(Recorded data)

◆ ◆ ◆

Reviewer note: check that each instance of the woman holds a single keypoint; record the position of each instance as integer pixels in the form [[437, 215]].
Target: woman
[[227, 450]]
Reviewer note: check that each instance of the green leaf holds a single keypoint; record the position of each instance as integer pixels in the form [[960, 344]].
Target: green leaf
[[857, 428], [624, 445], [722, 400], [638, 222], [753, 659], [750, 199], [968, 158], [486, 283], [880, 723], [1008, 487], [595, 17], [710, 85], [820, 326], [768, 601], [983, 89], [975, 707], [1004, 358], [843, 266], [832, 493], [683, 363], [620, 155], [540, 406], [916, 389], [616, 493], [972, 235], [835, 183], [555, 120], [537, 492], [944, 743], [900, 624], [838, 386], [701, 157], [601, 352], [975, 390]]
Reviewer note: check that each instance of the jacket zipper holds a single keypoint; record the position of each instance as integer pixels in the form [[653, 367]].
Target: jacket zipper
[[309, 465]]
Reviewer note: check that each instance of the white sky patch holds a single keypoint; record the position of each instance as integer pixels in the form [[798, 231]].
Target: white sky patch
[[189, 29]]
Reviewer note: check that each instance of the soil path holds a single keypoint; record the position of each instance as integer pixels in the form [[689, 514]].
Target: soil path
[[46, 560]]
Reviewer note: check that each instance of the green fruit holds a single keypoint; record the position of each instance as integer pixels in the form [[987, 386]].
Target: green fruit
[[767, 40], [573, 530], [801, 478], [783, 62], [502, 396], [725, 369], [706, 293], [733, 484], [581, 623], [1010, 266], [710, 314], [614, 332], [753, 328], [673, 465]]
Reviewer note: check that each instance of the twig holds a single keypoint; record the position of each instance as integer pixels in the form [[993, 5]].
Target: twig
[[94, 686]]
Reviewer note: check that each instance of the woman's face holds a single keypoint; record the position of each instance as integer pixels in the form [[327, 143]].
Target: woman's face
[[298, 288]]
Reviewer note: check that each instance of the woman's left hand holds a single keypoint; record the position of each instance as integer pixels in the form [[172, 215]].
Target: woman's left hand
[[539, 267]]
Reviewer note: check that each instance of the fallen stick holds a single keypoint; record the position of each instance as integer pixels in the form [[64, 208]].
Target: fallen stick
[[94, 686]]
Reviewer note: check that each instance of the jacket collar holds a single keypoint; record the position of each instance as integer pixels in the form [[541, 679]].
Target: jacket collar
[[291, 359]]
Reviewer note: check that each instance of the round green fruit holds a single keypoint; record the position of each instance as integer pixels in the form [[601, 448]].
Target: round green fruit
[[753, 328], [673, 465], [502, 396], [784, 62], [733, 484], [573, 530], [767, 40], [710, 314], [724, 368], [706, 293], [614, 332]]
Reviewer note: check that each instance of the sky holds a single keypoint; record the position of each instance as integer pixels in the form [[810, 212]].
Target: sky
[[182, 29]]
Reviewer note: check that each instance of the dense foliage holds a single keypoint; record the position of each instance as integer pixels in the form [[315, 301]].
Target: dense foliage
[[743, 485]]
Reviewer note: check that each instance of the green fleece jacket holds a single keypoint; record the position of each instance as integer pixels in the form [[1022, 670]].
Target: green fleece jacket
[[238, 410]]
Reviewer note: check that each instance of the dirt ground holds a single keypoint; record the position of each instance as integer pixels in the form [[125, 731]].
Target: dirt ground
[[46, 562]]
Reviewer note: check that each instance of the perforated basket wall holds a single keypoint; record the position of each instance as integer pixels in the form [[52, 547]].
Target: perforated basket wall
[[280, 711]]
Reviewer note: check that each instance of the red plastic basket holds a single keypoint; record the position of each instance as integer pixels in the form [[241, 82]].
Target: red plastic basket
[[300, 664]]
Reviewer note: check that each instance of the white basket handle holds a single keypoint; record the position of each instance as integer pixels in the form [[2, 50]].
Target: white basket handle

◆ ◆ ◆

**REQUIREMENT**
Format the lines above as a JSON list of strings with one string per line, omitting blank lines.

**THE COMPLETED TASK**
[
  "Reviewer note: check that each instance of the woman holds a single keypoint; record the position of each instance as integer pixels in the form [[437, 215]].",
  "Target: woman",
  "[[227, 450]]",
  "Reviewer note: check that each instance of the green leaf holds a single keypoint; record the position of each instance as integer pixels in the form [[960, 344]].",
  "Target: green leaf",
  "[[857, 428], [624, 445], [722, 400], [638, 222], [753, 659], [750, 199], [968, 158], [486, 283], [880, 723], [1008, 487], [595, 17], [710, 85], [820, 326], [768, 601], [983, 89], [975, 707], [1004, 358], [843, 266], [832, 493], [683, 363], [620, 155], [540, 406], [916, 389], [616, 493], [972, 235], [835, 183], [555, 120], [537, 492], [944, 743], [900, 624], [838, 386], [701, 157], [601, 352], [975, 390]]",
  "Reviewer note: check that each instance of the jacket zipper holds a single keypoint; record the position of each instance as integer pixels in the form [[653, 367]].",
  "Target: jacket zipper",
  "[[309, 465]]",
  "Reviewer note: check that each instance of the white sky patch holds a single keypoint; record the position of each instance as integer pixels in the form [[798, 231]].",
  "Target: white sky patch",
  "[[189, 29]]",
  "Reviewer note: check that each instance of the soil path holds a single keypoint; record the position of each instance as integer pixels in the form [[689, 514]].",
  "Target: soil path",
  "[[46, 560]]",
  "Reviewer note: check that each instance of the green fruit holds a single keypoint; record the position of each instance as integer pixels in the form [[987, 386]].",
  "Target: green fruit",
  "[[767, 40], [573, 530], [801, 478], [783, 62], [502, 396], [725, 369], [706, 293], [733, 484], [581, 623], [1010, 266], [710, 314], [614, 332], [753, 328], [673, 465]]",
  "Reviewer note: check that each instance of the twig holds a single keypoint; record the position of each instance as integer pixels in the form [[993, 5]].",
  "Target: twig",
  "[[94, 686]]",
  "Reviewer note: check that each instance of the woman's face holds a single keypoint; record the position of each instance as integer pixels in the form [[327, 143]].",
  "Target: woman's face",
  "[[298, 288]]",
  "Reviewer note: check that each instance of the woman's left hand holds a single keypoint; record the position of each instance as integer pixels in the form [[172, 215]].",
  "Target: woman's left hand",
  "[[539, 267]]",
  "Reviewer note: check that each instance of the fallen stick holds a single keypoint; record the position of each instance as integer pixels in the form [[64, 208]].",
  "Target: fallen stick",
  "[[94, 686]]",
  "Reviewer note: check that each instance of the jacket collar holds a single keypoint; record the position of each instance as integer pixels in the form [[541, 679]].",
  "Target: jacket collar",
  "[[291, 359]]",
  "Reviewer note: check that each instance of the round green fruit holds a single keypoint; record the position of each instance as integer pixels in the form [[601, 448]].",
  "Target: round green fruit",
  "[[753, 328], [673, 465], [502, 396], [784, 62], [733, 484], [573, 530], [767, 40], [710, 314], [724, 368], [706, 293], [614, 332]]",
  "Reviewer note: check that each instance of the sky holds a single keypoint; record the position of each instance as integer pixels in the form [[810, 212]].",
  "Target: sky",
  "[[182, 29]]",
  "Reviewer note: check that each instance of the dense foliage holds a single keypoint; record the position of each instance as integer pixels in the form [[315, 301]].",
  "Target: dense foliage",
  "[[743, 485]]",
  "Reviewer note: check that each instance of the green fleece jacket holds a single keypoint; record the position of each instance as integer pixels in the form [[1022, 670]].",
  "Target: green fleece jacket",
  "[[238, 410]]",
  "Reviewer note: check that each instance of the dirt ground holds a single keypoint; record the position of each instance as integer pixels in the form [[125, 731]].",
  "Target: dirt ground",
  "[[46, 562]]",
  "Reviewer note: check that each instance of the perforated basket wall holds a single keypoint; record the position of each instance as integer pixels in the form [[52, 547]].",
  "Target: perforated basket wall",
  "[[280, 711]]",
  "Reviewer note: check that each instance of the red plastic basket holds a single keypoint; record the position of each instance as integer pixels in the form [[241, 82]].",
  "Target: red plastic basket",
  "[[300, 664]]",
  "Reviewer note: check that each instance of the white basket handle holds a single keypoint; record the position of each instance as integer pixels in the form [[2, 50]].",
  "Target: white basket handle"
]